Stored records
+--
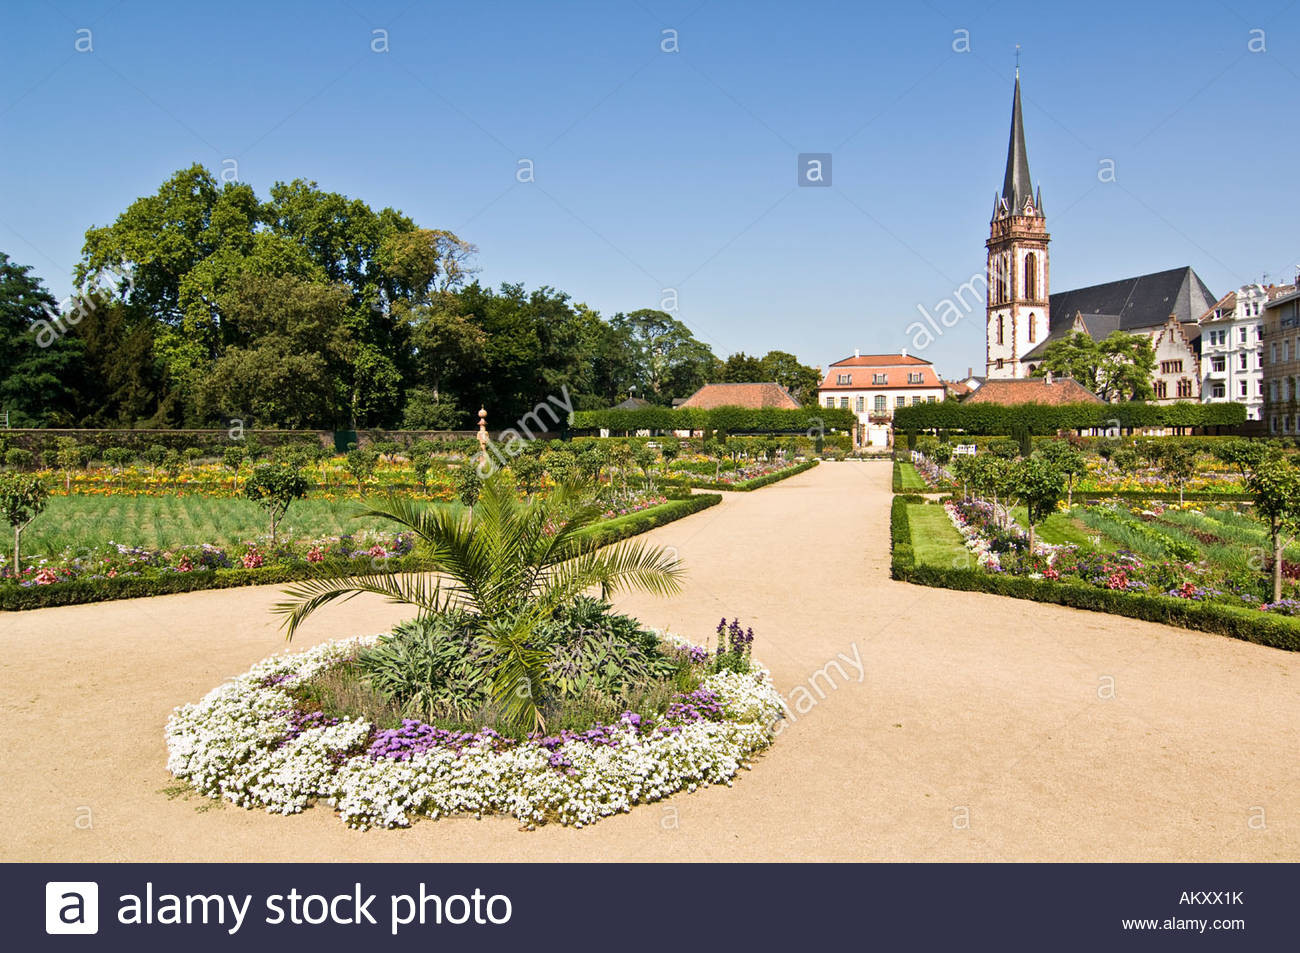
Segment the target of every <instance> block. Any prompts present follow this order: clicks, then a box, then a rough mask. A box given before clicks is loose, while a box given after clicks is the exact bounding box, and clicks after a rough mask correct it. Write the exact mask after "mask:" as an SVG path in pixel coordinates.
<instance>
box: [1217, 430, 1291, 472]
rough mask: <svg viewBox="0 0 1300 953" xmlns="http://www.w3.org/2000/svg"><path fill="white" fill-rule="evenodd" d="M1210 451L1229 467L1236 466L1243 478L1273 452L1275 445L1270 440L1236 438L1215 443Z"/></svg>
mask: <svg viewBox="0 0 1300 953" xmlns="http://www.w3.org/2000/svg"><path fill="white" fill-rule="evenodd" d="M1210 452H1213V454H1214V456H1217V458H1218V459H1219V460H1222V462H1223V463H1226V464H1229V465H1230V467H1236V471H1238V473H1240V475H1242V478H1243V480H1244V478H1247V477H1248V476H1249V475H1251V472H1252V471H1253V469H1255V468H1256V467H1258V465H1260V463H1262V462H1264V460H1265V459H1266V458H1268V456H1269V455H1270V454H1271V452H1275V447H1274V445H1273V443H1271V441H1260V439H1244V438H1238V439H1230V441H1223V442H1221V443H1216V445H1214V447H1213V450H1212V451H1210Z"/></svg>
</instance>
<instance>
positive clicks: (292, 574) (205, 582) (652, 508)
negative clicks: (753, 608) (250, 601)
mask: <svg viewBox="0 0 1300 953" xmlns="http://www.w3.org/2000/svg"><path fill="white" fill-rule="evenodd" d="M720 502H722V497H720V495H718V494H698V495H693V497H689V498H685V499H669V501H668V502H667V503H660V504H659V506H655V507H650V508H649V510H642V511H641V512H634V514H628V515H627V516H616V517H615V519H612V520H606V521H604V523H601V524H598V525H595V527H590V528H589V529H588V530H586V534H589V536H594V537H595V538H597V540H598V542H599V545H602V546H607V545H610V543H612V542H617V541H620V540H627V538H628V537H632V536H637V534H640V533H645V532H647V530H650V529H654V528H655V527H662V525H664V524H667V523H672V521H673V520H680V519H682V517H684V516H690V515H692V514H694V512H699V511H701V510H705V508H707V507H710V506H715V504H718V503H720ZM352 568H354V567H352V566H350V564H346V563H344V564H341V563H333V564H330V563H317V564H308V566H266V567H263V568H260V569H213V571H204V572H170V573H157V575H152V576H116V577H113V579H78V580H72V581H69V582H55V584H53V585H47V586H29V588H23V586H17V585H9V584H5V585H0V611H21V610H27V608H47V607H49V606H77V605H82V603H87V602H108V601H110V599H134V598H143V597H149V595H170V594H173V593H191V592H198V590H200V589H234V588H237V586H246V585H278V584H282V582H299V581H302V580H305V579H316V577H321V576H333V575H337V573H339V572H346V571H348V569H352ZM432 568H433V566H432V564H430V563H429V560H428V559H425V558H422V556H419V555H408V556H403V558H400V559H393V560H387V562H385V563H382V571H383V572H426V571H429V569H432ZM354 575H356V573H355V572H354Z"/></svg>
+--
◆ Exercise aim:
Rewrite only the stretch from "</instance>" through "negative clicks: (753, 608) (250, 601)", putting "points" wherever "clicks" appears and leaving everything else unchanged.

◆ Result of this task:
</instance>
<instance>
positive points: (292, 574) (205, 582) (652, 508)
negative points: (753, 608) (250, 601)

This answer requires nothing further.